Problem:
Convert everything from the start of the entries down to the line containing "left=495, top=531, right=535, bottom=539" into a two-column CSV with the header names entry and result. Give one row per entry, with the entry's text in one quoted field and its answer in the other, and turn line breaks into spaces.

--------

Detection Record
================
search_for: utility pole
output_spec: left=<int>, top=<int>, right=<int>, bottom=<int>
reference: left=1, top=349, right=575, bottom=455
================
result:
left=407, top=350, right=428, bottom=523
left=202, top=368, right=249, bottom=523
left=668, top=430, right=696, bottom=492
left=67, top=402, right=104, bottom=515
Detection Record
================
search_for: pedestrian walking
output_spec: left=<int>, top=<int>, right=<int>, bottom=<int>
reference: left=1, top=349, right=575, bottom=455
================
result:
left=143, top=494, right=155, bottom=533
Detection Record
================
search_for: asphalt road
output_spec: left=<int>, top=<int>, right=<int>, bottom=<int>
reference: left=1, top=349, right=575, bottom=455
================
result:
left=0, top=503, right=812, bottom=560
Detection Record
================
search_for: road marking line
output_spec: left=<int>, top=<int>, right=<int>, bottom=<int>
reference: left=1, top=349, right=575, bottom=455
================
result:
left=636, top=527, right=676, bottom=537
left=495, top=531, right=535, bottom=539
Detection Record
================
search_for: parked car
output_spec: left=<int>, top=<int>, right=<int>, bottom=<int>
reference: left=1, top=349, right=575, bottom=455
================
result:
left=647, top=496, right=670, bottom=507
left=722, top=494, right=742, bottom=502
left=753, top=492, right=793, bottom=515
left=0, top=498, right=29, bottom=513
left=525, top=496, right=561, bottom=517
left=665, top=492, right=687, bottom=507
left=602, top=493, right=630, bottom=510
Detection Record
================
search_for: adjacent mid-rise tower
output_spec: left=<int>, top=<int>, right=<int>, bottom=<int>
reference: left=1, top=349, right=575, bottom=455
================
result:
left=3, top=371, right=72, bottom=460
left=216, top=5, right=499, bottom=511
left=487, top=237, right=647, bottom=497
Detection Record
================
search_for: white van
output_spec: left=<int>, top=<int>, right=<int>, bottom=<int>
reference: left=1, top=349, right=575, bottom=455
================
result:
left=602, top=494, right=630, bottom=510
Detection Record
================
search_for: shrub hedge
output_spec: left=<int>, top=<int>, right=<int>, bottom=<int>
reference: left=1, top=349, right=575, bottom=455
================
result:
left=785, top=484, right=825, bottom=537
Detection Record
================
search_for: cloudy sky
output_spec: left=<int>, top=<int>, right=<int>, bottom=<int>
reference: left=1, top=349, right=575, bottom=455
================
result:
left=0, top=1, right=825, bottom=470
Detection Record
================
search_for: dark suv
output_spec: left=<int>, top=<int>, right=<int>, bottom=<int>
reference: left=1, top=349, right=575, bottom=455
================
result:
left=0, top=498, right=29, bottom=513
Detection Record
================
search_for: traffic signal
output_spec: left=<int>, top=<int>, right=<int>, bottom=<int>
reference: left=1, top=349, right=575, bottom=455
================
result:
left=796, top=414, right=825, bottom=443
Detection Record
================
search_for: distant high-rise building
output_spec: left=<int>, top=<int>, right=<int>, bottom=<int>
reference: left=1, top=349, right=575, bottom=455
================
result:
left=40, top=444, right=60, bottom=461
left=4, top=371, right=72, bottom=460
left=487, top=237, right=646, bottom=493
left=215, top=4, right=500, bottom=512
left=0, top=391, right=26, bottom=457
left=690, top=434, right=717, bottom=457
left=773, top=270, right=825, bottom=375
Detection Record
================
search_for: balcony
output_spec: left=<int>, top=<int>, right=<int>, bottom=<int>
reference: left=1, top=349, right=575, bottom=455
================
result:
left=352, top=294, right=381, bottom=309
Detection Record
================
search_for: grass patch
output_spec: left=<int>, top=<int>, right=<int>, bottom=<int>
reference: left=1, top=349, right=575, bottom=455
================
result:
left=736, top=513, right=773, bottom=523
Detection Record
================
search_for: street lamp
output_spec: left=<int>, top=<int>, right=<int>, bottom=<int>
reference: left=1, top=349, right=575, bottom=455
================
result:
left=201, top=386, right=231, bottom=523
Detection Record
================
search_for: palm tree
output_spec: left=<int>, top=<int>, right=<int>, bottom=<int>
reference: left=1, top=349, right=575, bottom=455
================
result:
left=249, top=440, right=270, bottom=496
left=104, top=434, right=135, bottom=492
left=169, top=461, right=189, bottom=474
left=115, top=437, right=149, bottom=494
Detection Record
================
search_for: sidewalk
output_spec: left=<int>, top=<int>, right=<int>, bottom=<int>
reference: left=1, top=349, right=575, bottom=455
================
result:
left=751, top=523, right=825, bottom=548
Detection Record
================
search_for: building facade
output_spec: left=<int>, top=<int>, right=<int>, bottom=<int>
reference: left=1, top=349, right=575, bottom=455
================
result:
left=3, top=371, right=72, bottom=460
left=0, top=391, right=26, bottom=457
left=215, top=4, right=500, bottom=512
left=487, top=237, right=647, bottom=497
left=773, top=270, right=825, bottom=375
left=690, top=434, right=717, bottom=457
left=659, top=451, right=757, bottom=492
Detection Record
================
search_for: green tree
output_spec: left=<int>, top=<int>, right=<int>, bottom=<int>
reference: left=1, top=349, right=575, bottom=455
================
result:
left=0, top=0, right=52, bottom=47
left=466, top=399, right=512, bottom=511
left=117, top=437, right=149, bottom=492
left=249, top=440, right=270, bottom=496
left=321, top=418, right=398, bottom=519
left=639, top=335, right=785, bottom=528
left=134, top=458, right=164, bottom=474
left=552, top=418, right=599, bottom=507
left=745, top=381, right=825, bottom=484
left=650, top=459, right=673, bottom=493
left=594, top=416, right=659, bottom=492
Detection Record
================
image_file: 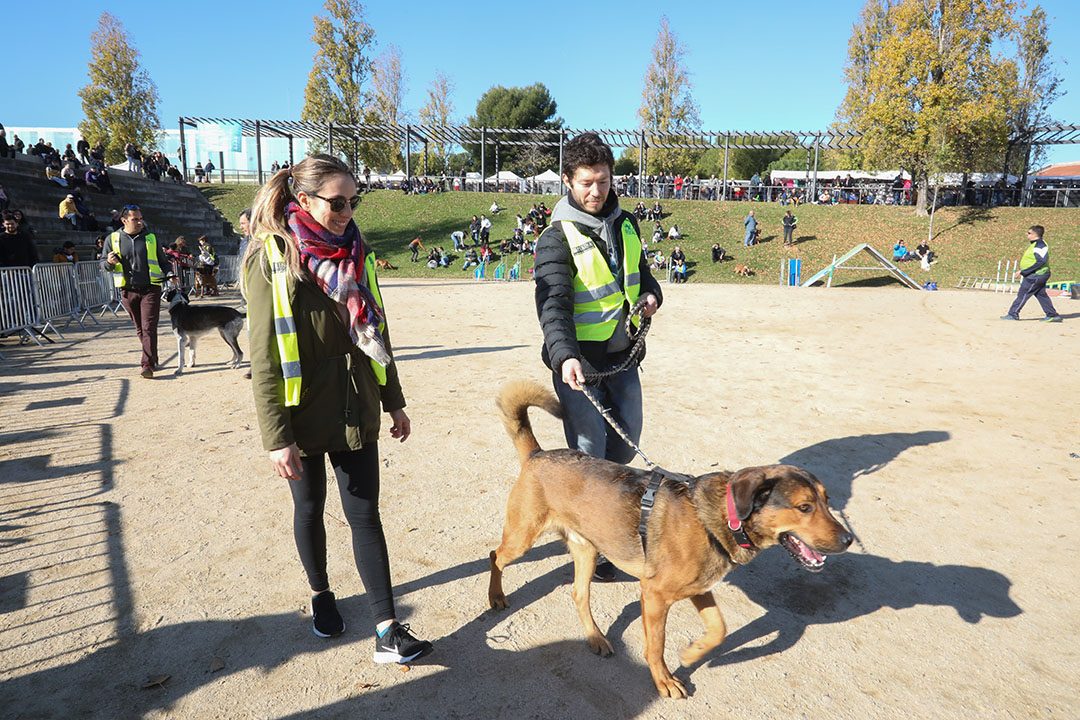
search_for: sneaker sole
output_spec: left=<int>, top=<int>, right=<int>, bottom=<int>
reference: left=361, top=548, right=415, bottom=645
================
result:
left=372, top=647, right=434, bottom=665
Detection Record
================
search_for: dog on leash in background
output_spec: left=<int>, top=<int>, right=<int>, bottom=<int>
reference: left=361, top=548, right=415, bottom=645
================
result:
left=735, top=263, right=754, bottom=277
left=487, top=381, right=853, bottom=697
left=162, top=275, right=244, bottom=375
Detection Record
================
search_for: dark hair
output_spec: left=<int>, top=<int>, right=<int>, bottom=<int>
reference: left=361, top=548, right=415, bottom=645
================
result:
left=563, top=133, right=615, bottom=180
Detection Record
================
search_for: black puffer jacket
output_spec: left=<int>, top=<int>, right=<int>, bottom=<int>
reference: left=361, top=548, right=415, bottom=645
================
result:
left=534, top=192, right=663, bottom=372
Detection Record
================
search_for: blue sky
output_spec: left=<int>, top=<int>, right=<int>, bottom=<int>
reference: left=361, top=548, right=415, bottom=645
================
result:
left=8, top=0, right=1080, bottom=162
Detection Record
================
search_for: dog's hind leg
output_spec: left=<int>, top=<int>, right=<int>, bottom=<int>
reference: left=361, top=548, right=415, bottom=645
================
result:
left=217, top=322, right=244, bottom=368
left=678, top=593, right=728, bottom=667
left=487, top=473, right=548, bottom=610
left=642, top=580, right=686, bottom=698
left=566, top=532, right=615, bottom=657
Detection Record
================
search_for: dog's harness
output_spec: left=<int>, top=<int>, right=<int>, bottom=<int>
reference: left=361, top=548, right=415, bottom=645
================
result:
left=637, top=465, right=754, bottom=561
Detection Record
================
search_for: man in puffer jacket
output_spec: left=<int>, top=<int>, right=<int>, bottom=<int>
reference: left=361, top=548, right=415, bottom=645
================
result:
left=535, top=133, right=662, bottom=580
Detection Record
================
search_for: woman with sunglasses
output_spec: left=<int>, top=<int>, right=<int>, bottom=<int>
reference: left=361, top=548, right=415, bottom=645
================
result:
left=243, top=154, right=432, bottom=663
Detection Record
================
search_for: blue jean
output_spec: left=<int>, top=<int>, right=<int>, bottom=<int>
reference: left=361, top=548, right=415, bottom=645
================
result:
left=552, top=368, right=643, bottom=464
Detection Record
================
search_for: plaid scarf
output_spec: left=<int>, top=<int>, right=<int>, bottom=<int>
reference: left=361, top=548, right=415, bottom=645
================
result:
left=285, top=203, right=391, bottom=367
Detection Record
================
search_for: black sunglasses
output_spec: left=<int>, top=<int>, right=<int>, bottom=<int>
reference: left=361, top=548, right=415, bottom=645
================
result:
left=308, top=192, right=363, bottom=213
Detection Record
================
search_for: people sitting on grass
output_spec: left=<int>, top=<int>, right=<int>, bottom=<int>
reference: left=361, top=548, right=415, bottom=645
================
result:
left=915, top=240, right=937, bottom=270
left=408, top=235, right=427, bottom=262
left=469, top=215, right=480, bottom=247
left=672, top=254, right=686, bottom=283
left=461, top=247, right=480, bottom=270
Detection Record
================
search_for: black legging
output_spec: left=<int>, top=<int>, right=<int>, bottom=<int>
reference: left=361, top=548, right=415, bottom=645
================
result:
left=288, top=443, right=395, bottom=624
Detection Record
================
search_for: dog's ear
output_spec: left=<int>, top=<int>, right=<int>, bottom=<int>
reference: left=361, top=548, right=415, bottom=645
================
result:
left=729, top=467, right=777, bottom=520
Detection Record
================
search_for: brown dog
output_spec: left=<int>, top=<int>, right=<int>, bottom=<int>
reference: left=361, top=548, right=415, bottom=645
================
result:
left=487, top=381, right=852, bottom=697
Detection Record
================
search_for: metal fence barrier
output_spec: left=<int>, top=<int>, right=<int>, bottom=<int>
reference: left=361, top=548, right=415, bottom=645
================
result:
left=0, top=268, right=41, bottom=359
left=32, top=262, right=88, bottom=340
left=75, top=260, right=120, bottom=322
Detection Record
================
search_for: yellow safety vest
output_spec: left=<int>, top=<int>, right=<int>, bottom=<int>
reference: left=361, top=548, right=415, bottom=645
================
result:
left=562, top=218, right=642, bottom=341
left=260, top=234, right=387, bottom=407
left=109, top=230, right=165, bottom=287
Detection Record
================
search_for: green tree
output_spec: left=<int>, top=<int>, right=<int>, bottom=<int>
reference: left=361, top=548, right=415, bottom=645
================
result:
left=419, top=70, right=454, bottom=172
left=359, top=45, right=405, bottom=171
left=637, top=15, right=701, bottom=175
left=300, top=0, right=375, bottom=166
left=79, top=12, right=161, bottom=163
left=838, top=0, right=1017, bottom=215
left=1002, top=5, right=1063, bottom=175
left=464, top=82, right=563, bottom=174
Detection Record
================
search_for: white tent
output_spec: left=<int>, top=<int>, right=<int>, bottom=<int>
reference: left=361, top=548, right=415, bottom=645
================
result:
left=529, top=169, right=559, bottom=182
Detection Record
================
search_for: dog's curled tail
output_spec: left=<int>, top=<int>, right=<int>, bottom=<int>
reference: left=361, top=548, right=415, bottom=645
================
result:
left=497, top=380, right=563, bottom=462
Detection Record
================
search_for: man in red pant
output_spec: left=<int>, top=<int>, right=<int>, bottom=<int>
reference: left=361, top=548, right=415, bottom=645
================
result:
left=102, top=205, right=168, bottom=378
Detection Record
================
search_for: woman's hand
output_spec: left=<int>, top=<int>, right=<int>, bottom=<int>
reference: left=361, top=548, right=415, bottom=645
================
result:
left=270, top=443, right=303, bottom=480
left=390, top=410, right=413, bottom=443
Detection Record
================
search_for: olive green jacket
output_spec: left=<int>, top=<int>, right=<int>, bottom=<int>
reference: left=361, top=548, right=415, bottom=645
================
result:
left=244, top=240, right=405, bottom=456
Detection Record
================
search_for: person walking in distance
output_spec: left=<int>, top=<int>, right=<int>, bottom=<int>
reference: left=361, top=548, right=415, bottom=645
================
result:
left=1001, top=225, right=1062, bottom=323
left=535, top=133, right=663, bottom=581
left=102, top=205, right=168, bottom=379
left=243, top=154, right=432, bottom=663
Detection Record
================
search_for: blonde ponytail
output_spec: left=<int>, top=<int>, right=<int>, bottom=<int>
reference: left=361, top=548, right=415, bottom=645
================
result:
left=240, top=153, right=352, bottom=297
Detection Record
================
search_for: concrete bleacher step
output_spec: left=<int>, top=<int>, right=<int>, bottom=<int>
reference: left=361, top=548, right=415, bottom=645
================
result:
left=0, top=154, right=240, bottom=261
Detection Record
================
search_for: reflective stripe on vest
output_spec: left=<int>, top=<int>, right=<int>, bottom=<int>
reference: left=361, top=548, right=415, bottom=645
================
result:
left=266, top=235, right=301, bottom=407
left=109, top=230, right=165, bottom=287
left=1020, top=242, right=1050, bottom=275
left=364, top=250, right=387, bottom=385
left=561, top=218, right=642, bottom=340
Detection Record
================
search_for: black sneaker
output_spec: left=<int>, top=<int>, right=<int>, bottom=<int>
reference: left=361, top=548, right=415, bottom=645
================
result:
left=593, top=555, right=615, bottom=583
left=374, top=621, right=434, bottom=664
left=311, top=590, right=345, bottom=638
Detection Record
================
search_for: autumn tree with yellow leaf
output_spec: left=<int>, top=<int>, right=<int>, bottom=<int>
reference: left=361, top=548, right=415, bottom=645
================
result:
left=79, top=12, right=161, bottom=163
left=837, top=0, right=1022, bottom=215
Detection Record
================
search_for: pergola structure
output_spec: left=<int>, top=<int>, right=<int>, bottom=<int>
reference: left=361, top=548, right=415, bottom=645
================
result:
left=179, top=117, right=1080, bottom=199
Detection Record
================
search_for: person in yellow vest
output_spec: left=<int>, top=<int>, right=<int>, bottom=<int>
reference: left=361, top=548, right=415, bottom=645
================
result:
left=102, top=205, right=168, bottom=378
left=534, top=133, right=663, bottom=581
left=242, top=154, right=432, bottom=663
left=1001, top=225, right=1062, bottom=323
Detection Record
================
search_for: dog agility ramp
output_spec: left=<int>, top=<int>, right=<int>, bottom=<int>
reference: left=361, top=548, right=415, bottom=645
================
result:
left=801, top=243, right=922, bottom=290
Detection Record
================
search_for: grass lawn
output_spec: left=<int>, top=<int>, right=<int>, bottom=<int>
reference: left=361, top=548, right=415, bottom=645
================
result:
left=200, top=185, right=1080, bottom=288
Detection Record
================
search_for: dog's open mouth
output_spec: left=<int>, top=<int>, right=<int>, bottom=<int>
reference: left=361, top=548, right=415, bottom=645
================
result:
left=780, top=532, right=825, bottom=572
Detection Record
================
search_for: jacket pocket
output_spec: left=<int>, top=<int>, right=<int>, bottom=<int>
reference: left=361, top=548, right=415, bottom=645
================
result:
left=292, top=355, right=351, bottom=452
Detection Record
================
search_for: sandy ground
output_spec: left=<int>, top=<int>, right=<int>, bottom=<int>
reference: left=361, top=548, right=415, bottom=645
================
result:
left=0, top=281, right=1080, bottom=720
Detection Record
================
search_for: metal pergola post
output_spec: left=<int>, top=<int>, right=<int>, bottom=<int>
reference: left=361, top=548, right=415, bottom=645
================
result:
left=180, top=117, right=188, bottom=182
left=558, top=127, right=566, bottom=195
left=720, top=134, right=731, bottom=200
left=253, top=120, right=262, bottom=185
left=637, top=130, right=646, bottom=195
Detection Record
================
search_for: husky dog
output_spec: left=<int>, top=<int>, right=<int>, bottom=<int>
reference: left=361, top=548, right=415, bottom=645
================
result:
left=163, top=283, right=244, bottom=375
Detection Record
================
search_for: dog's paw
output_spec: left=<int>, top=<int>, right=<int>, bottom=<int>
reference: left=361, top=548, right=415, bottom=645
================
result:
left=652, top=673, right=687, bottom=699
left=586, top=633, right=615, bottom=657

--------

The result:
entry,result
"Detection Record ================ search_for: utility pole output_spec: left=<int>, top=<int>, right=<int>, bottom=<int> reference: left=1, top=349, right=575, bottom=455 ================ result:","left=407, top=350, right=428, bottom=523 left=202, top=368, right=249, bottom=523 left=668, top=430, right=696, bottom=492 left=67, top=402, right=104, bottom=515"
"Detection Record ================ search_for: pedestrian walking output_spec: left=<int>, top=<int>, right=<int>, bottom=<int> reference: left=1, top=349, right=575, bottom=455 ================ result:","left=143, top=494, right=155, bottom=533"
"Detection Record ================ search_for: asphalt road output_spec: left=<int>, top=<int>, right=<int>, bottom=<int> reference: left=1, top=349, right=575, bottom=455 ================ result:","left=0, top=503, right=812, bottom=560"
"Detection Record ================ search_for: road marking line output_spec: left=<int>, top=<int>, right=<int>, bottom=<int> reference: left=1, top=349, right=575, bottom=455 ================ result:","left=636, top=527, right=676, bottom=537 left=495, top=531, right=535, bottom=539"